### EXERCISE OBJECTIVE
Locate the line that contains "Each instance of the light blue". Copy it and every following line through the end of the records, exactly, and include nothing else.
——
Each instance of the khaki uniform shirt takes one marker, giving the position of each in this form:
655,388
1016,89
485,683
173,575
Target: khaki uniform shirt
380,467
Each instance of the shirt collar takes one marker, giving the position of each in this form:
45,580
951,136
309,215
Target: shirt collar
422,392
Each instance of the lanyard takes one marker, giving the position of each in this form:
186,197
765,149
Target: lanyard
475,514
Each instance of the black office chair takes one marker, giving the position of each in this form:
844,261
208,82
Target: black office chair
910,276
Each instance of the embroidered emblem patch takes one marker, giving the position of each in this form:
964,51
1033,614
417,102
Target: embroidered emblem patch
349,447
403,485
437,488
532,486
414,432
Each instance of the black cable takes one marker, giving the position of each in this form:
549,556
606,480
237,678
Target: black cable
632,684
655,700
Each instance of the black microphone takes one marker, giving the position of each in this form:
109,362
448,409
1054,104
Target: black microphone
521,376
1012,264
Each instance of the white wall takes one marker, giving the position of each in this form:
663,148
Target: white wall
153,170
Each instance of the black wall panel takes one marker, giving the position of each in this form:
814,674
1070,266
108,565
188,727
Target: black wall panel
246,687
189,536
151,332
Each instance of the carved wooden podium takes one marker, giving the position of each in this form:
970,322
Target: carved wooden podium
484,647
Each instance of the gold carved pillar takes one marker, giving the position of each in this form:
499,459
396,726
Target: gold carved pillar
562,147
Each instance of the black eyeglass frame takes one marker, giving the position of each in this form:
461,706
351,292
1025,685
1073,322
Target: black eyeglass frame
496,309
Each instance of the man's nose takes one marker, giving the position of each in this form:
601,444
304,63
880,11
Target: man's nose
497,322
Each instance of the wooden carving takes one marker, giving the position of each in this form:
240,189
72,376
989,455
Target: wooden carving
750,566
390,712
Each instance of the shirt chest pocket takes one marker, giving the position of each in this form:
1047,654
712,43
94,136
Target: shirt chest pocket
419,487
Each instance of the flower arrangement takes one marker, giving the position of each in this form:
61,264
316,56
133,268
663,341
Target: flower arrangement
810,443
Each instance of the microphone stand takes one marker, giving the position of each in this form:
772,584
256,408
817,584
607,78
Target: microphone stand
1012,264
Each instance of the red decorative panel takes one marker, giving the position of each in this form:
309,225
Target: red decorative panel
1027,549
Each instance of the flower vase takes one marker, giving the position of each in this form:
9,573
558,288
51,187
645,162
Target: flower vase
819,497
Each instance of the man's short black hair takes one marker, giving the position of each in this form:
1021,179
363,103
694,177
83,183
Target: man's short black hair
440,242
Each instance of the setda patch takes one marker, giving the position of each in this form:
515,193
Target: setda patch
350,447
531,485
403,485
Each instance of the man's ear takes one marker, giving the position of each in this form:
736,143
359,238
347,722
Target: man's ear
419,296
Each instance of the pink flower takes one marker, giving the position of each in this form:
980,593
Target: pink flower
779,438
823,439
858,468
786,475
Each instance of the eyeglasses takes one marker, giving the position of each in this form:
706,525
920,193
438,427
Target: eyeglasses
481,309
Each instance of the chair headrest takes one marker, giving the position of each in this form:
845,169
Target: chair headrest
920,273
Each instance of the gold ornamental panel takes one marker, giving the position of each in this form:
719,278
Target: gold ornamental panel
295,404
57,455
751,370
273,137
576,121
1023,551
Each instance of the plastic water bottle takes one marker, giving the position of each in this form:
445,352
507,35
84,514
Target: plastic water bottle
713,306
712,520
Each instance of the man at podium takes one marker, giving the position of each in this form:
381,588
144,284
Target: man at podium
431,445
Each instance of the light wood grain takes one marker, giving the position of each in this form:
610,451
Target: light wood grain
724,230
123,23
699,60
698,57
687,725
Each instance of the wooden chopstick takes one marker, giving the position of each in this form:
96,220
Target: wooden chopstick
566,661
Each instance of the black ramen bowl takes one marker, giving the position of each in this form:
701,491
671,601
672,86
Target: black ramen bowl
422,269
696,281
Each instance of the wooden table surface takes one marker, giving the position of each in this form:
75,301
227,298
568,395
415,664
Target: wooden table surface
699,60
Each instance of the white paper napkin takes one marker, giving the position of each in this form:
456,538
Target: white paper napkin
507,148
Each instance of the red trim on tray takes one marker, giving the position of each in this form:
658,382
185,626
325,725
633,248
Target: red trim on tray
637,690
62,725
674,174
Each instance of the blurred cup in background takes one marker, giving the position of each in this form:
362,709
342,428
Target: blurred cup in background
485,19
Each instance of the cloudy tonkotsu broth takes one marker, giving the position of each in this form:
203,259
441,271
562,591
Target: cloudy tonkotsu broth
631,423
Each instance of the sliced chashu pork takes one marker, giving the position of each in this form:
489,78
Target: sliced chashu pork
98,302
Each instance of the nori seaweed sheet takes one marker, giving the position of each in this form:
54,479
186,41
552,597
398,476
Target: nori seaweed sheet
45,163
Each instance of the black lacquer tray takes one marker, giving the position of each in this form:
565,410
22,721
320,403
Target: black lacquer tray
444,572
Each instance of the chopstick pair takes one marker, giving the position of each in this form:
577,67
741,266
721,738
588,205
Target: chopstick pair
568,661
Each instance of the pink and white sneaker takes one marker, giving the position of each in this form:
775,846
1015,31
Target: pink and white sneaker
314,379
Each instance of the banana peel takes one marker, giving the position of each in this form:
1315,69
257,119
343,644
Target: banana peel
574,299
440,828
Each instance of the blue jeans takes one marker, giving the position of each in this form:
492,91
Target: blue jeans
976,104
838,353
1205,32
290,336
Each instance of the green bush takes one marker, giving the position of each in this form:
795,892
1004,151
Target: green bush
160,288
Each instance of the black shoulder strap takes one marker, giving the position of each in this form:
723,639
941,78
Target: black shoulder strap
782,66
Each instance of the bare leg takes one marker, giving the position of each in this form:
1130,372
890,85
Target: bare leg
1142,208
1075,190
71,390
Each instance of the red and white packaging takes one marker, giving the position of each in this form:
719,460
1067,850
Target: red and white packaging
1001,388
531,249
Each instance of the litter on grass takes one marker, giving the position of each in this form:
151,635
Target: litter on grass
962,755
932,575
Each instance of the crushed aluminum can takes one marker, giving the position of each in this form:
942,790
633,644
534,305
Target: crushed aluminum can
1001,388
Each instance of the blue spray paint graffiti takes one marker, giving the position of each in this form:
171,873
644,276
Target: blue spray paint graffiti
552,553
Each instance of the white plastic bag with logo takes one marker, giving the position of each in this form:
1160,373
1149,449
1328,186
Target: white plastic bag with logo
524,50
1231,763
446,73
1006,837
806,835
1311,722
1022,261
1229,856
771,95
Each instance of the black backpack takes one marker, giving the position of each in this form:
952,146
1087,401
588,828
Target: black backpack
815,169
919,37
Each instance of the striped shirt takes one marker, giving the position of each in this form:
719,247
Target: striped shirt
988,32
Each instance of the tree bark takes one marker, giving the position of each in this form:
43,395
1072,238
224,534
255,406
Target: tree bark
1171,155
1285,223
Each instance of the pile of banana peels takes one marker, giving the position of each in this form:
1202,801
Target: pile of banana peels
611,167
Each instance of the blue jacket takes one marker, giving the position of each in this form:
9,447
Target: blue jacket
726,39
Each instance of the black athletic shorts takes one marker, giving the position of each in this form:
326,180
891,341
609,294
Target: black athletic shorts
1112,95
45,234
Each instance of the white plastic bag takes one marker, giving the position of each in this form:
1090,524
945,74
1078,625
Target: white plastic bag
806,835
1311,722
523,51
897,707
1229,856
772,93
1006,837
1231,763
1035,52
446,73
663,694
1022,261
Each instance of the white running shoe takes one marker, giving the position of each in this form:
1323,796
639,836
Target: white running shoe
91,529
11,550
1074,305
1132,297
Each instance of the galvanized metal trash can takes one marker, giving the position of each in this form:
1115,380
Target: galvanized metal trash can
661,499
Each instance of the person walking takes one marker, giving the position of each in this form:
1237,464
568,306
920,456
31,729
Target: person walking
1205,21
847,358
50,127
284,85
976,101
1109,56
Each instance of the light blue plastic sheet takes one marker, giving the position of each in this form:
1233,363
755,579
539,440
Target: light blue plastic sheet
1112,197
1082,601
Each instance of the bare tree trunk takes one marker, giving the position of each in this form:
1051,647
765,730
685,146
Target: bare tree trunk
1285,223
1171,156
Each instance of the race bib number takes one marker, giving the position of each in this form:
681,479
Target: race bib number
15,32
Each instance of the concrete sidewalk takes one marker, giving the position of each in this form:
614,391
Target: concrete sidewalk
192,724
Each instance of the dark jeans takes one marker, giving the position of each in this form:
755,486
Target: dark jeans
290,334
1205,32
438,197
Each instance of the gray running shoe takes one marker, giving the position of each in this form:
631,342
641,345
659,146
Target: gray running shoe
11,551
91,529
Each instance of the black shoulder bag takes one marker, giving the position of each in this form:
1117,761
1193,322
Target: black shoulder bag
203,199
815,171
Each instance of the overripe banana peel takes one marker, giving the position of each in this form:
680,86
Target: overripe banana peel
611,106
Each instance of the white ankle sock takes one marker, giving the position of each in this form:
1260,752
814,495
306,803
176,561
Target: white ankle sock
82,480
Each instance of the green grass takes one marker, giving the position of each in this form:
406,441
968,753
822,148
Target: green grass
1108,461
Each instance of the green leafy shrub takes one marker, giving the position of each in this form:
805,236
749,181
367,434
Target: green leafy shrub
——
### RESULT
Each instance of the light blue plastic sheet takes one marker, giving the position of each in this form:
1233,363
755,579
539,440
Target: light blue plastic sheet
1112,197
1082,601
Each instance of the bare tree trunk takes one marker, giving the position of each in this form:
1051,647
765,730
685,146
Target: bare tree trunk
1285,223
1171,156
Each instance of the race bib number takes one marker, giving the position of each in this form:
681,479
Target: race bib number
15,32
Each instance of the concrete sidewalk takes one marker, giving the position of each in this form:
614,391
Target: concrete sidewalk
192,724
Each instance of the dark jeans takes one marker, giving the position of each in this form:
755,486
Target: dark jeans
290,334
1205,32
438,197
Each instance of the gray running shoe takes one marker, giving the position of each in this form:
631,342
641,345
659,146
Target: gray running shoe
11,551
91,529
Each instance of the black shoulder bag takes one marker, giving the position of each in this form:
1117,761
1193,322
Target: black shoulder bag
203,199
815,171
Each instance of the overripe banana peel takes one marker, giving the position of each in this form:
680,86
Target: overripe banana peel
611,106
Each instance of the white ankle sock takes one marker, giving the position of each in this form:
1260,752
814,495
306,803
176,561
Target: white ankle sock
82,480
Each instance of the green grass takes one marker, giving the position of each in this form:
406,441
968,753
822,148
Target: green grass
1108,461
Each instance of the green leafy shrub takes one marker, giving the position of each in this form:
805,236
749,181
367,434
Target: green leafy shrub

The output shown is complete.